→ To do
Substitute "widest" for "thickest" throughout the items below, changing nothing else, and please leave the pictures out of your answer.

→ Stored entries
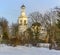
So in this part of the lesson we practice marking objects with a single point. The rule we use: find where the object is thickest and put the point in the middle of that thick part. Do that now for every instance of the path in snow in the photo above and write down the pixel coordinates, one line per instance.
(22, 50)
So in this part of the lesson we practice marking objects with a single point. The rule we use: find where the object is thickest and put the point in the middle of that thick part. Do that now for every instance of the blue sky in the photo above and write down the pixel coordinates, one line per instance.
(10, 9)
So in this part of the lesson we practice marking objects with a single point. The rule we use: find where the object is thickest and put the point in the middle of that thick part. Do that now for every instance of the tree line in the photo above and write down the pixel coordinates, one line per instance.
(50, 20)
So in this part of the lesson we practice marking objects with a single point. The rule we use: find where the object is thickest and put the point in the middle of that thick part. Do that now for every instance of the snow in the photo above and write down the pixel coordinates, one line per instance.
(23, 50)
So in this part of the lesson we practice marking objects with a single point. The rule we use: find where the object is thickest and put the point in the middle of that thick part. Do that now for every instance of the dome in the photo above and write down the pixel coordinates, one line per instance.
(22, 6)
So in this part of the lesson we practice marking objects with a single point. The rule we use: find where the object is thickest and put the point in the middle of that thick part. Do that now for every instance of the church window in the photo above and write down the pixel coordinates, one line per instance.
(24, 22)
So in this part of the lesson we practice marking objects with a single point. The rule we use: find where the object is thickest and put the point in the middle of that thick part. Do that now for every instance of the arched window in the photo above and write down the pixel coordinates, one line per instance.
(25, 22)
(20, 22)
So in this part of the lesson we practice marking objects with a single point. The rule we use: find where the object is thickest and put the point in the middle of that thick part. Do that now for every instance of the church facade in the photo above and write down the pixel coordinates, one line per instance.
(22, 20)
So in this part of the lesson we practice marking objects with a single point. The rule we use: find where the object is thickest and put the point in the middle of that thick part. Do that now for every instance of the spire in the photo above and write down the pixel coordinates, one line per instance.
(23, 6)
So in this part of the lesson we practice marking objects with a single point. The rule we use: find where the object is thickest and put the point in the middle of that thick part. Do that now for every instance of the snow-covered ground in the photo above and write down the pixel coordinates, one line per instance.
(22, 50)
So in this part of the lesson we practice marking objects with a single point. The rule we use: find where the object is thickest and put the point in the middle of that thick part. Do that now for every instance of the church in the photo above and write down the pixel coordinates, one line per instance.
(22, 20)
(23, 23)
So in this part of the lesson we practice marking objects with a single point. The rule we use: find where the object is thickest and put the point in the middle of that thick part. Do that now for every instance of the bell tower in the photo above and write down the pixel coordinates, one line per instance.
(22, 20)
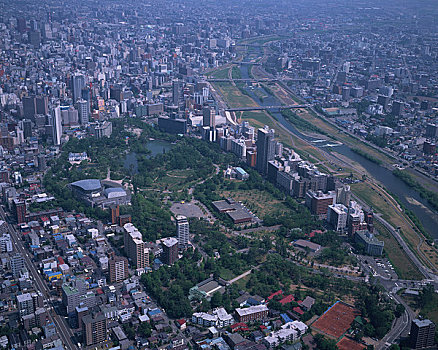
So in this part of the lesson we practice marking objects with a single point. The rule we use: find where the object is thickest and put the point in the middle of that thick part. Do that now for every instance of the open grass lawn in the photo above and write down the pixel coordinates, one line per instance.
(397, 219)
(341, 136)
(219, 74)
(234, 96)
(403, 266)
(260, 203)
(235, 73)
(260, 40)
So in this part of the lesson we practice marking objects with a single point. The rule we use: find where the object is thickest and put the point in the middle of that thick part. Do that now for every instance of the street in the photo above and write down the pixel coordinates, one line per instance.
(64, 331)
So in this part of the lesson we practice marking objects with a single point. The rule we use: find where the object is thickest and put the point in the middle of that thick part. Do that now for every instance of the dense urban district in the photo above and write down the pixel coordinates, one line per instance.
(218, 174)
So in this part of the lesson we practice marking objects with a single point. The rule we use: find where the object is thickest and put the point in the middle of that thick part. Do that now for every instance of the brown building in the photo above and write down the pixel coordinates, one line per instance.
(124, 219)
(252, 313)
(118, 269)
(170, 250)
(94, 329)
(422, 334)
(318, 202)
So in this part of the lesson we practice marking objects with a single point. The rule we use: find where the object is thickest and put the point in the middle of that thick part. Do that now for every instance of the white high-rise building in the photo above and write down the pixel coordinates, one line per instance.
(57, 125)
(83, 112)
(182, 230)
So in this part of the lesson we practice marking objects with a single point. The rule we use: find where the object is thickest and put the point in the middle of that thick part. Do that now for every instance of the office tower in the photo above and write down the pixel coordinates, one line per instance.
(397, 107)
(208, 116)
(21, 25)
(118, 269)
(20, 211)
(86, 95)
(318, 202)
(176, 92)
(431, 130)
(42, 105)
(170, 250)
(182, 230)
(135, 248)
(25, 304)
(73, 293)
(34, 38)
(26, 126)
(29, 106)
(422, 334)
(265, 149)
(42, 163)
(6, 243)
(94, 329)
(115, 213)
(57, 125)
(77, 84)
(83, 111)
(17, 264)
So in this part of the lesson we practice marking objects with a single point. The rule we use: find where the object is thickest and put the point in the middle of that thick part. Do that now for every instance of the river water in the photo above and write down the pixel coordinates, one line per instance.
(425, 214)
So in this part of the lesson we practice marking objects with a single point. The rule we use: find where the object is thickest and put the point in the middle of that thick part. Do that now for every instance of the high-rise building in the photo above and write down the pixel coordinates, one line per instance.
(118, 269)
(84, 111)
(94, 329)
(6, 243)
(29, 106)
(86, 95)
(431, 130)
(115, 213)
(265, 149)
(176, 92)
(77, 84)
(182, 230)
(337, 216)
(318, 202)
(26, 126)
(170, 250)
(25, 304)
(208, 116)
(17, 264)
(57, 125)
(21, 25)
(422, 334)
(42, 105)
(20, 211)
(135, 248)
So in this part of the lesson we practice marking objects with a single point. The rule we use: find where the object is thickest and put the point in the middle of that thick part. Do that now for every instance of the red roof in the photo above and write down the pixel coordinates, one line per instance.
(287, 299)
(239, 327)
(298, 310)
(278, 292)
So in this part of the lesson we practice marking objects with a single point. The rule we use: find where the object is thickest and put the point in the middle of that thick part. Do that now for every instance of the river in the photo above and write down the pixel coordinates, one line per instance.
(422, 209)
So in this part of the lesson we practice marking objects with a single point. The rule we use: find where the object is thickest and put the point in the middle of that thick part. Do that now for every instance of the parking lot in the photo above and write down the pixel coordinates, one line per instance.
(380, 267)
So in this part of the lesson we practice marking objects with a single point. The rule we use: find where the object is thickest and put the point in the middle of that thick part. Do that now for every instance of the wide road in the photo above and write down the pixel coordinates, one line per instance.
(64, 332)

→ The response
So in this part of the lesson we practice marking objects with a single point. The rule we use: find where the object is widest and put the point in the middle of that thick part. Do that now for every instance of the path in snow in the photo above and write down the pixel coordinates, one line per instance.
(22, 50)
So in this part of the lesson we practice marking objects with a single point. The rule we use: find where the object is widest and put the point in the middle of that thick part. Do that now for every instance of the blue sky in the photo above and write down the pixel coordinates, one line per instance.
(10, 9)
So in this part of the lesson we practice marking objects with a single point. The rule we use: find where the object is widest and put the point in the middle of that thick part. Do that now for every instance of the tree line in the photo above and write down the pixel coordinates, one line per instance.
(50, 20)
So in this part of the lesson we practice marking objects with a single point. The rule we use: find where the object is widest and put the point in the middle of that thick part. Do that now for every instance of the snow in the photo above and write down the pixel coordinates, one line per instance.
(23, 50)
So in this part of the lesson we practice marking objects with a single point. The rule we use: find where the object is widest and put the point in the middle of that thick part. Do that now for every instance of the dome in the photo above and write down the pixel coordinates, one line per instance.
(22, 6)
So in this part of the lesson we practice marking objects with a single point. The rule we use: find where the object is widest and put the point in the middle of that thick part. Do that now for every instance of the church window in the photo above and write down the pixel coordinates, one line per instance.
(24, 22)
So in this part of the lesson we practice marking objects with a single point. The rule we use: find where the object is widest and put the point in the middle of that thick part. Do that now for every instance of the arched window in the photo above and write down the pixel coordinates, one line per instance.
(25, 22)
(20, 22)
So in this part of the lesson we practice marking objects with a single point. The rule we use: find where the object is widest and put the point in the middle of that thick part. Do that now for every instance of the church facade in the photo above and write down the pixel coordinates, one line per instance.
(22, 20)
So in this part of the lesson we practice marking objects with a single point. The rule we use: find where the object is widest and put the point in the middle of that thick part. Do that now for every instance of the spire in the photo above and write down the pixel coordinates, one line per instance.
(23, 6)
So in this part of the lesson we practice marking objects with a single point. The rule we use: find where the object is widest and put the point in the middle of that thick part. Do that now for every instance of the snow-covered ground in the photo above and write down the pixel coordinates, one line per instance.
(22, 50)
So in this part of the lesson we practice marking objects with a single point. The rule we use: find where the object is widest and put the point in the middle of that thick part. Do that now for every instance of the church in the photo above and write down the pixel coordinates, one line per instance.
(22, 20)
(23, 23)
So in this part of the lesson we practice marking objects with a single point. The rule we use: find where the object is widest and put the point in the middle of that thick part. Do that now for every instance of the bell tower in the photo above and write down the pixel coordinates, one line per instance.
(22, 20)
So in this part of the lesson we practice marking objects with a single point. The rule we use: find where the object is widest and put the point in the middle of that thick part. Do that now for every instance of the open grass lawn in the photo above and write down the pixel coordinates, one line per instance.
(397, 219)
(341, 136)
(219, 74)
(234, 96)
(403, 266)
(260, 203)
(235, 73)
(260, 40)
So in this part of the lesson we practice marking objects with a single point. The rule we use: find where the object is widest and put the point in the middle of that thick part. Do that now for every instance of the street in the photo above and write down the pixel coordinates, one line per instance.
(64, 331)
So in this part of the lesson we practice marking objects with a single point. The rule we use: find where the object is widest and put the point in the middle of that thick part. Do that now for every instance of the dense urban district in the photo above and write down the pixel coordinates, one line per instance.
(218, 174)
So in this part of the lesson we practice marking objects with a single point. The rule we use: find where the object is widest and put the point in the middle of that thick part. Do that now for every instance of the brown building in the photo above and write down the pixel coordinates, one line per instance.
(124, 219)
(252, 313)
(118, 269)
(170, 250)
(94, 329)
(422, 334)
(318, 202)
So in this part of the lesson we practice marking objects with a single point. The rule we use: find where the object is widest and put the point in the middle of that thick part. Do that now for every instance of the white high-rise building in the photo above and write down the pixel coordinates, one line per instance.
(57, 125)
(83, 112)
(182, 230)
So in this part of the lesson we practice marking objects with a single point. The rule we use: find where the object is widest and put the point in the middle of that thick part. Do that now for every instance of the office tower in the photo above and write down the pixel coordinates, one line per instance.
(397, 107)
(208, 116)
(21, 25)
(118, 269)
(20, 211)
(86, 95)
(318, 202)
(176, 92)
(431, 130)
(42, 105)
(170, 250)
(182, 230)
(135, 248)
(25, 304)
(73, 293)
(34, 38)
(26, 126)
(29, 106)
(422, 334)
(265, 149)
(42, 163)
(6, 243)
(94, 329)
(115, 213)
(57, 125)
(77, 84)
(83, 111)
(17, 264)
So in this part of the lesson we practice marking objects with a single point. The rule we use: find where the object is widest and put the point in the middle of that thick part. Do that now for every instance of the river water in the photo above and write down the pixel coordinates, one line per instance.
(425, 214)
So in this part of the lesson we practice marking objects with a single point. The rule we use: find where the object is widest and put the point in the middle of that thick part. Do that now for every instance of the high-rise building in the photo above and write down the pixel coordinates, one line per instance.
(118, 269)
(84, 111)
(94, 329)
(6, 243)
(29, 106)
(86, 95)
(431, 130)
(115, 213)
(265, 149)
(176, 92)
(77, 84)
(182, 230)
(337, 216)
(318, 202)
(26, 126)
(170, 250)
(25, 304)
(208, 116)
(17, 264)
(57, 125)
(21, 25)
(422, 334)
(42, 105)
(20, 211)
(135, 248)
So in this part of the lesson we practice marking objects with a single point. The rule we use: find where the object is widest and put the point in the middle of that thick part. Do that now for every instance of the red roof in the photo above and write down the pixel coordinates, one line per instance.
(287, 299)
(239, 327)
(298, 310)
(278, 292)
So in this part of the lesson we practice marking objects with a single point. The rule we use: find where the object is widest and put the point in the middle of that thick part. Do that now for every instance of the river in the photo above and write down the pixel coordinates, one line per instance.
(422, 209)
So in this part of the lesson we practice marking objects with a single point. The rule we use: find where the object is widest and put the point in the middle of that thick part. Do that now for every instance of the parking lot in the photo above and write down the pixel coordinates, one line per instance.
(380, 267)
So in this part of the lesson we practice marking objects with a single point. The rule we use: find where the object is widest and put the point in the middle of that thick part. Do that now for every instance of the wide road in the photo above and write down the pixel coordinates, one line per instance.
(64, 332)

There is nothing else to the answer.